Work to complete — What lines in the data below mention the string "with"? Copy them out.

Data supplied —

━━━

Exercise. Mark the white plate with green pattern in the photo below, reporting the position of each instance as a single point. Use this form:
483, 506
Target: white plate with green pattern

━━━

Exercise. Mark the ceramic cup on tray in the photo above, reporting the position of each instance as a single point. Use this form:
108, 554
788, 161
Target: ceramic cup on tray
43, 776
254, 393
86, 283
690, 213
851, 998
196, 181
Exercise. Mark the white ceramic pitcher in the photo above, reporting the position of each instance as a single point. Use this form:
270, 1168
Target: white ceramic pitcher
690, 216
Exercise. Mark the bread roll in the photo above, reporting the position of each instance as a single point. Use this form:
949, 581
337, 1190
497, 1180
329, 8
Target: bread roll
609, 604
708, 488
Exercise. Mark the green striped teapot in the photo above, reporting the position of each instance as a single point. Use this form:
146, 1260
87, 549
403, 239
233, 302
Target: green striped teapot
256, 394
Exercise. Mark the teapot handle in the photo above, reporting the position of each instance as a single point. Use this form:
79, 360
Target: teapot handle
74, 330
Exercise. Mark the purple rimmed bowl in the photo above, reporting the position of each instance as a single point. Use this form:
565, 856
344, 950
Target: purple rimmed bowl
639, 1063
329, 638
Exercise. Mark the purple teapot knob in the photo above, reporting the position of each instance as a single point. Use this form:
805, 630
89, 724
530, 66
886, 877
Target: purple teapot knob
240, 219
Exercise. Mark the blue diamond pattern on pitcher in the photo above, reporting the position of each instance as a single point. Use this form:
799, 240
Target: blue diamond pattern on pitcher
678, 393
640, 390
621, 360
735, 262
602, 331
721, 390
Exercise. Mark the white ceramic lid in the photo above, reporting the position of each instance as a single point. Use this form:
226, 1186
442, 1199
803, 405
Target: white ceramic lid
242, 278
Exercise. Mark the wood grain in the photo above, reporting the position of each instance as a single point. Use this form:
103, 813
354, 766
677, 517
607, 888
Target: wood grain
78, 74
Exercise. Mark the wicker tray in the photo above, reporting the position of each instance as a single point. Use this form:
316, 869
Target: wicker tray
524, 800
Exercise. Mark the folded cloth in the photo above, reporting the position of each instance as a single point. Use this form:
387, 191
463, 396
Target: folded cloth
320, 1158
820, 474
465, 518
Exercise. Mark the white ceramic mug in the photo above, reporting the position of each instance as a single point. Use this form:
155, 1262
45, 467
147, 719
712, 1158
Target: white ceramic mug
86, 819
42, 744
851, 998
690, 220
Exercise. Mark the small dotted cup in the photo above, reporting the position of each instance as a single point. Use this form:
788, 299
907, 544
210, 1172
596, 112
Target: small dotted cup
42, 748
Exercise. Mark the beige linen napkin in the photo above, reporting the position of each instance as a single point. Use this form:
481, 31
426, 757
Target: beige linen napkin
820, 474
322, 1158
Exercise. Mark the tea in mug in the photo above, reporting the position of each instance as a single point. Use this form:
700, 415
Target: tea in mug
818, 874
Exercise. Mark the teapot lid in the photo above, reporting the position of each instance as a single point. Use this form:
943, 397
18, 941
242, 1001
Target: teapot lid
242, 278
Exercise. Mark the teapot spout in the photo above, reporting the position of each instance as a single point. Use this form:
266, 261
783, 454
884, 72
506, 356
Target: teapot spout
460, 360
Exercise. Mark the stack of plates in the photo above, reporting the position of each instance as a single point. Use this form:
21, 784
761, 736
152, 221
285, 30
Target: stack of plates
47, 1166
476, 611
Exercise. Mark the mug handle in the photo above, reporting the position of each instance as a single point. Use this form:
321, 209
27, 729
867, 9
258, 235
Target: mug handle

━━━

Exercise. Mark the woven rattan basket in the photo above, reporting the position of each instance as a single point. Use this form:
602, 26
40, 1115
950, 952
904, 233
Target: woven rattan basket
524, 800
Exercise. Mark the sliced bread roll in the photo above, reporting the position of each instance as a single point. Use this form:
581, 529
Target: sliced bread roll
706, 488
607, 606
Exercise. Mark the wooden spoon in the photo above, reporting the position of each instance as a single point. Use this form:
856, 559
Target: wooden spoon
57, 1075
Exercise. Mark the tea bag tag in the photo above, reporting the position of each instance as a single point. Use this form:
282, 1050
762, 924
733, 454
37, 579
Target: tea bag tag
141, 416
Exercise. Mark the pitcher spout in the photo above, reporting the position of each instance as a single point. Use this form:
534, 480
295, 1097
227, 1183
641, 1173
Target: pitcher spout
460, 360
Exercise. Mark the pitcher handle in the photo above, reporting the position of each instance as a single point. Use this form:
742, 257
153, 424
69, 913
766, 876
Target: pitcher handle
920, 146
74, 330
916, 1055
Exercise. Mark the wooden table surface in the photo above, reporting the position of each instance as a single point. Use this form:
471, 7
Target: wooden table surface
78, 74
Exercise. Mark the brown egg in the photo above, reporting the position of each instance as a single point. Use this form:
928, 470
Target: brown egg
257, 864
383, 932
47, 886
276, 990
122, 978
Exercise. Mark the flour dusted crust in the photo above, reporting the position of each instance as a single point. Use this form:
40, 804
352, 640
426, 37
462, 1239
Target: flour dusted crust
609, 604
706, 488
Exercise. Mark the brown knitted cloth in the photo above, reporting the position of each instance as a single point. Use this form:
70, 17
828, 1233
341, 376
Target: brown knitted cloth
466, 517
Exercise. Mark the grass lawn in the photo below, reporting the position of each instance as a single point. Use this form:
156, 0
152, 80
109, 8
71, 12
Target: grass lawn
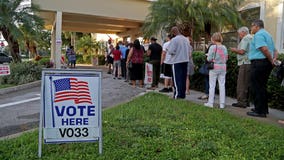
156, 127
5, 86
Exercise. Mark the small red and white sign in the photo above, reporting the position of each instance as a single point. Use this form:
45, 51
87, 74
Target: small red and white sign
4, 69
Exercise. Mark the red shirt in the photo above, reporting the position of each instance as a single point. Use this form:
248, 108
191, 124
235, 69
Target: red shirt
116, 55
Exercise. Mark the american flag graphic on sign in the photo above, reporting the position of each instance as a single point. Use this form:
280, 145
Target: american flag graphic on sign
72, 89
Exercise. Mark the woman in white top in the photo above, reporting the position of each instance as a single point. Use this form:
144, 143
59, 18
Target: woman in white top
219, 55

━━━

Expected answer —
Exercise. Mark the white plate with green pattern in the photo below, reporting the position of each instance as a single point. Use this form:
Target: white plate with green pattern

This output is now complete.